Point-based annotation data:
* * * *
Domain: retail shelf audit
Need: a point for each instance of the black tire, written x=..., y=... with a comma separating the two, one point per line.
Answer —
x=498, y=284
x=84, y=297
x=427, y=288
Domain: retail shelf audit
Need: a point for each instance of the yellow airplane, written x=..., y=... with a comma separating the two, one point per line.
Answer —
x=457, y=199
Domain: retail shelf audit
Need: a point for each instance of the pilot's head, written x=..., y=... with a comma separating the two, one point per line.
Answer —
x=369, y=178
* * * *
YOUR TASK: Print all of the material above again, line for line, with nothing changed.

THE OUTPUT:
Domain: retail shelf audit
Need: a point for each instance of the black tire, written x=..., y=... with a comma separating the two, one point per line.
Answer —
x=498, y=284
x=84, y=297
x=427, y=288
Domain: retail shelf audit
Need: a point for each instance of the yellow airplane, written x=..., y=... with a comma separating the two, one point per line.
Answer —
x=457, y=199
Domain: retail shelf audit
Need: a point for each instance of the pilot's head, written x=..., y=... with a comma separating the two, one point per line.
Answer —
x=369, y=178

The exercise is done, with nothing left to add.